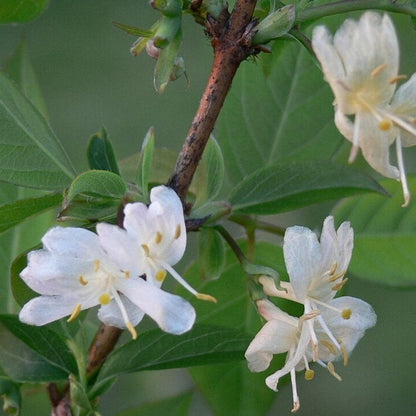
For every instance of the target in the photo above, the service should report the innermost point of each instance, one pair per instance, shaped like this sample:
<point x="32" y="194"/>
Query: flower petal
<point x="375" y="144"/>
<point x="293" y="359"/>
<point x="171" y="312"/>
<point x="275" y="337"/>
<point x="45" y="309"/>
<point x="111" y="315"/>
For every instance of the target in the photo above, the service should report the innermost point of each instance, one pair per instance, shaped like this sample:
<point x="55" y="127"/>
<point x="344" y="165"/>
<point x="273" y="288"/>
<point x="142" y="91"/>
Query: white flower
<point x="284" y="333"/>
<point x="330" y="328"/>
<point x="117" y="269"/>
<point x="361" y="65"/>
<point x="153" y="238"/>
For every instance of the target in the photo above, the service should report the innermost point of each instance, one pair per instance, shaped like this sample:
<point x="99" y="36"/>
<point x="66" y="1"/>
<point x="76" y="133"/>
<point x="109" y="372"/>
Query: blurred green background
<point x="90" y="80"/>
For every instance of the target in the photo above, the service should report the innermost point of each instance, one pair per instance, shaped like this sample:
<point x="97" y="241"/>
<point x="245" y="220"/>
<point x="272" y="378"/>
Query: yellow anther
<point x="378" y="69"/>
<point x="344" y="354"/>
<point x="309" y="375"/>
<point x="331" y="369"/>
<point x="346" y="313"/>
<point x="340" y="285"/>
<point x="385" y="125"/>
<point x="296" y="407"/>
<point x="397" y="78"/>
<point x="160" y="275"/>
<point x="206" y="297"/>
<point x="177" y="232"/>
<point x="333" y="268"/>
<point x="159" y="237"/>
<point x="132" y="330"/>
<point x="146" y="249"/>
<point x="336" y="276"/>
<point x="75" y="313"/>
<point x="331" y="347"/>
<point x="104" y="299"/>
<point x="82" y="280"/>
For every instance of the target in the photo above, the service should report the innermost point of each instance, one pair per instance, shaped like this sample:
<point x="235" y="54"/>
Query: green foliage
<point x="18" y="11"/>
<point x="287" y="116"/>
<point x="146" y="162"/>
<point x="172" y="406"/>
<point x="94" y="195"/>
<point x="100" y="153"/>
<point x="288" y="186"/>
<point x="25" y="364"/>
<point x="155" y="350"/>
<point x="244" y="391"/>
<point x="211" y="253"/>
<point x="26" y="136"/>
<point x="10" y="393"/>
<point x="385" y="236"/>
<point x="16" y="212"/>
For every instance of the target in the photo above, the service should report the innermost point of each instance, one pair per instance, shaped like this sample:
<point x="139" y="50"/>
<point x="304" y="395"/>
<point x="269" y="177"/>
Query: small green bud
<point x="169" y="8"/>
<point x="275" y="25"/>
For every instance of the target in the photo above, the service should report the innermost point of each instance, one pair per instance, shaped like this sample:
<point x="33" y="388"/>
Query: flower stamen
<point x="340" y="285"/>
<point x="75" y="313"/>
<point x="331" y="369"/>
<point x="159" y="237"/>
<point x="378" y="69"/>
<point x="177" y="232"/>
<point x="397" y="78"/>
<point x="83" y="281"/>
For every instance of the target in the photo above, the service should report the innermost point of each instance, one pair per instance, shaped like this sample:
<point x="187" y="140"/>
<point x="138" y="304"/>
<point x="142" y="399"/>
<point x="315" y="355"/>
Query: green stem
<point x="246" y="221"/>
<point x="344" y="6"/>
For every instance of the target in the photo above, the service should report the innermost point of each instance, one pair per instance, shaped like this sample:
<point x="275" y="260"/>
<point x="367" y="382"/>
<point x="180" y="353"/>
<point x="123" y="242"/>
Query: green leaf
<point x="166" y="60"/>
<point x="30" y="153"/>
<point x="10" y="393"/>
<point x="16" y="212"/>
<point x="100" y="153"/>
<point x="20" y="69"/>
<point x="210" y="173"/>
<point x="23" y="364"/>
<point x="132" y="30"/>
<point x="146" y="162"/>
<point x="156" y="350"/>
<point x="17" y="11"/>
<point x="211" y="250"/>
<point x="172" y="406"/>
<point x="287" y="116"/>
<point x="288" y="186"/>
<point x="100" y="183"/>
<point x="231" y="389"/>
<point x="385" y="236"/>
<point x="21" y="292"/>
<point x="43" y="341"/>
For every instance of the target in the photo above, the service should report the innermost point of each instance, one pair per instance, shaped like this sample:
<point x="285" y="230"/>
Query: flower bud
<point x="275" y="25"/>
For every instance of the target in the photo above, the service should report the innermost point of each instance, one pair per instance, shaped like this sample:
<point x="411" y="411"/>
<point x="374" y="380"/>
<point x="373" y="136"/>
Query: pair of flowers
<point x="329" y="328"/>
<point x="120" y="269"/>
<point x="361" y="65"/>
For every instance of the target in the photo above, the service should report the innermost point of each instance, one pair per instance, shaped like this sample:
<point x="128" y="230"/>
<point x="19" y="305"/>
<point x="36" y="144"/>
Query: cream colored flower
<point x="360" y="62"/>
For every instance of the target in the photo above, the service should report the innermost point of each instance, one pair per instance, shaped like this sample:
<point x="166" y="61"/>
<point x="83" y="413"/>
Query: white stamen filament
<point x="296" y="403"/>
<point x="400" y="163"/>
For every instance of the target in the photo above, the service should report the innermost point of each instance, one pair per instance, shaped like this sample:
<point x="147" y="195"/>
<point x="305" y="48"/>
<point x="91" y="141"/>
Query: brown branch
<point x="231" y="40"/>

____________________

What to produce
Give again, exactly and with nothing added, the lines running from the one that contains "Query: cream colored flower" to the last line of the material.

Reply
Query: cream colored flower
<point x="360" y="62"/>
For every instance of the target in the photo above, the service should report the innermost point of each instance, one pair per instance, shaped like this sample:
<point x="166" y="61"/>
<point x="83" y="413"/>
Query: white stamen filament
<point x="296" y="403"/>
<point x="400" y="163"/>
For every instance of the target in the photo above, the service should report the innermost point of each instance, one pair per instance, shaped like this sample:
<point x="147" y="195"/>
<point x="305" y="48"/>
<point x="91" y="141"/>
Query: brown branch
<point x="231" y="40"/>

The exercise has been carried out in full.